Excerpted passage =>
>>>

Peter Robinson: Can we just stipulate for the purposes of television which is a simplifying medium, outsourcing and off-shoring are the same thing.

Harley Shaiken: Absolutely.

Peter Robinson: Jobs going overseas. All right go ahead.

Kenneth Judd: The other thing to keep in mind when we talk about the jobless recovery is that what we're talking about is a net number. There's millions of jobs being created each month. There's millions of jobs that are lost each month for a variety of reasons.

Peter Robinson: Let's take a closer look at job loss in one particular sector of the economy: manufacturing.

Title: Loss Leaders

Peter Robinson: According to economists at Alliance Capital Management, between 1995 and 2002, the United States lost eleven percent of its manufacturing jobs which sounds startling until you read on and discover that Japan lost sixteen percent of its manufacturing jobs and even China suffered a fifteen percent drop. In other words, we're not losing manufacturing jobs to other countries so much as we are losing manufacturing jobs to greater productivity. Manufacturing is simply following the same pattern that agriculture followed eighty and a hundred years ago, which is to say you can produce more and more and more with fewer and fewer workers and that's no bad things because who wants to work on an assembly line all the time?

<<<

Stored data =>
>>>

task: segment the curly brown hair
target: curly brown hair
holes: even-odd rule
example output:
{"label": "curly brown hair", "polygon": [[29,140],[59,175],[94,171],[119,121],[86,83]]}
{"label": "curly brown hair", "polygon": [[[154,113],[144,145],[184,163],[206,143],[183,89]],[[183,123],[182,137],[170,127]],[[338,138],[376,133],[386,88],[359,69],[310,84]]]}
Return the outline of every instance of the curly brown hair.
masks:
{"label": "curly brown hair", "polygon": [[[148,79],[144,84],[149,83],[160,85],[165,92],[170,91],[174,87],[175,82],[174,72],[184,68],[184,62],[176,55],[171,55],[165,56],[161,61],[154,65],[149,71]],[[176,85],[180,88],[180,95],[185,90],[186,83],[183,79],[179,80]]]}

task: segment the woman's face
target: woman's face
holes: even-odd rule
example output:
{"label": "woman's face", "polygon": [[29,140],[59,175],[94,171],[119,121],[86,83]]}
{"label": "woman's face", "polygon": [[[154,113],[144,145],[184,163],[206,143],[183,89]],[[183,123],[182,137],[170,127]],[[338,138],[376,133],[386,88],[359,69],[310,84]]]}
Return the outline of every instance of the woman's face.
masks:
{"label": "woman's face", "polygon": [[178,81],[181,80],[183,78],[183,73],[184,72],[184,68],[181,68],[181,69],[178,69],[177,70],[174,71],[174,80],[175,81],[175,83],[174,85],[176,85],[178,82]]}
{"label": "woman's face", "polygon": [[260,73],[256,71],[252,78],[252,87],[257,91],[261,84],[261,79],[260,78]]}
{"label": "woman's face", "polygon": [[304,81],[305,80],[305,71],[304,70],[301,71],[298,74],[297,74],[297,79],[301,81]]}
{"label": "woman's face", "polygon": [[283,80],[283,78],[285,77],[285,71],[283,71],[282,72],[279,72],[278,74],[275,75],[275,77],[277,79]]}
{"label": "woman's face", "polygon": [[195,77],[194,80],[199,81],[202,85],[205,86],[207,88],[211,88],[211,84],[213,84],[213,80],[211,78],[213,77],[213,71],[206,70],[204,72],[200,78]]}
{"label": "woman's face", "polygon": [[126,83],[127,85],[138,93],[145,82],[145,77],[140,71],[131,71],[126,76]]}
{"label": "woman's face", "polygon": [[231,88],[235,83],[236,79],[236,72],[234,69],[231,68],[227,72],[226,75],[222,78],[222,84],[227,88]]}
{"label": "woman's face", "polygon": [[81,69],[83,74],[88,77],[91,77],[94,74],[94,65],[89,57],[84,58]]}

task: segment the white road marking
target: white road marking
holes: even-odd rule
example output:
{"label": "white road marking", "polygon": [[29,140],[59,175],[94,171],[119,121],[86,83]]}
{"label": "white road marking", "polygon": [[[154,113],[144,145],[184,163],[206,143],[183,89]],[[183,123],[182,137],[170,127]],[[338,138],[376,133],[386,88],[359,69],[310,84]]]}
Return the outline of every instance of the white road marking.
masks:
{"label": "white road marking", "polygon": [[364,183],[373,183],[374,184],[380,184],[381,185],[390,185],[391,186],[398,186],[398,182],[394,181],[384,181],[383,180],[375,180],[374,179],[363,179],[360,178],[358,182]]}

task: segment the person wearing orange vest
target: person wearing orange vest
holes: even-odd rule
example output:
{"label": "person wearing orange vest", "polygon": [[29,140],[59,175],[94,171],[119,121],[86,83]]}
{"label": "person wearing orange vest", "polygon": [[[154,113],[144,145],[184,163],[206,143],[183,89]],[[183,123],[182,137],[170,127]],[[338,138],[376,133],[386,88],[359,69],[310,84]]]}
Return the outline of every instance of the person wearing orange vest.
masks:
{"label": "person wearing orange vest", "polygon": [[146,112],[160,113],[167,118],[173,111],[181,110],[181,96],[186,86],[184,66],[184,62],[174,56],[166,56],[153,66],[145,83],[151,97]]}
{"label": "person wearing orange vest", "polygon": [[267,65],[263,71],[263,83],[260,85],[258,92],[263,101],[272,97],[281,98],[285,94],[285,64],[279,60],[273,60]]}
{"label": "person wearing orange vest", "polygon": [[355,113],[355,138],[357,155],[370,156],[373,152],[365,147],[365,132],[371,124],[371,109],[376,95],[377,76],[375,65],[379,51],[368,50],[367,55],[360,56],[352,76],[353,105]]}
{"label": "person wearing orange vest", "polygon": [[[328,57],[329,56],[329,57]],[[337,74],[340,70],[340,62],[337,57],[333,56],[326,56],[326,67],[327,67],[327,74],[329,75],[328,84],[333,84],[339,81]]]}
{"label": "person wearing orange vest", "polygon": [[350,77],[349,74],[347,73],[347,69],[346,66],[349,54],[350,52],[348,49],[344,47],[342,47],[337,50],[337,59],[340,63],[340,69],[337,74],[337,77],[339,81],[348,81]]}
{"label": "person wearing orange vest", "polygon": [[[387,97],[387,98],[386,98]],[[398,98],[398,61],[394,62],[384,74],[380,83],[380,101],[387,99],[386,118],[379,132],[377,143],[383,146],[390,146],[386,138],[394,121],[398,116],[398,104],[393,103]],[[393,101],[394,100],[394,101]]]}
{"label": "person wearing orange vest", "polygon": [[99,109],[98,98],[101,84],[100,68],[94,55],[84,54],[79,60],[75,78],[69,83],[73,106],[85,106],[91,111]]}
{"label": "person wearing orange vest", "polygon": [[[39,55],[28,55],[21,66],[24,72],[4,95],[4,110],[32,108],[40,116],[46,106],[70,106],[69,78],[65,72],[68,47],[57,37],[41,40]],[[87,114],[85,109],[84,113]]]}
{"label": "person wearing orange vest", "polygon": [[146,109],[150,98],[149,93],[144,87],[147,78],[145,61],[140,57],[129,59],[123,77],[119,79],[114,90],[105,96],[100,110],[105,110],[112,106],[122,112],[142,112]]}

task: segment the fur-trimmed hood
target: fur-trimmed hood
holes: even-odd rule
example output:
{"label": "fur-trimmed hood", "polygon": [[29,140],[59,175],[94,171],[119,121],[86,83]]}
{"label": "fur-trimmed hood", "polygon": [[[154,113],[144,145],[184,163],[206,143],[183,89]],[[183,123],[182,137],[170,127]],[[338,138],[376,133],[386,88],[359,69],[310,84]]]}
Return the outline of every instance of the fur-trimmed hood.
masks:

<<<

Write the next part of the televised discussion on outsourcing and manufacturing job losses, starting after its last line.

Result below =>
Harley Shaiken: That's not what I get out of the Alliance figures. China and the U.S. for example, are losing manufacturing jobs for very different reasons. China had a huge part of its manufacturing base that was very antiquated and bloated under the previous state regime. Now that China's developing as an export power, the overall number's contracting but the number of export related jobs are increasing very rapidly. The U.S…

Peter Robinson: Because you're getting modern factories…

Harley Shaiken: Absolutely. So it's very, very different. It's apples and oranges. I think to put the numbers in perspective and why they're very, very serious when we say that we've lost almost three million manufacturing jobs in the last forty-two months. You know, one's eyes glaze over. But to put that in perspective, we had a huge debate in this country in the early 1980's about the Chrysler Corporation, whether or not Chrysler would survive and a billion dollars in loan guarantees were given. The huge national crisis that provoked this was the loss of 140,000 Chrysler jobs. We, over the last forty-two months, have lost the equivalent of the Chrysler Corporation every other month. That's serious. And outsourcing plays a very central role in that.

Peter Robinson: Okay so--go ahead Steve.

Stephen Haber: You know, I'm always surprised about these arguments about outsourcing because the--one of the arguments that's always been made in the United States is that we need to do something about developing other countries and that there's gross inequities between countries. And in the last decade, one of the things that's happened is a lot of relatively high skill, high wage jobs, have moved to other countries, which is what we usually call economic development. And now we find ourselves in the position, right, of saying that oh well we didn't mean economic development of that variety. It's economic development when it's, you know, getting Guatemalan book bags. But when it's producing Sony television sets or automobiles, all of a sudden, we don't like that kind of economic development but it's part of our national policy to be in favor of economic--and it's in our interest.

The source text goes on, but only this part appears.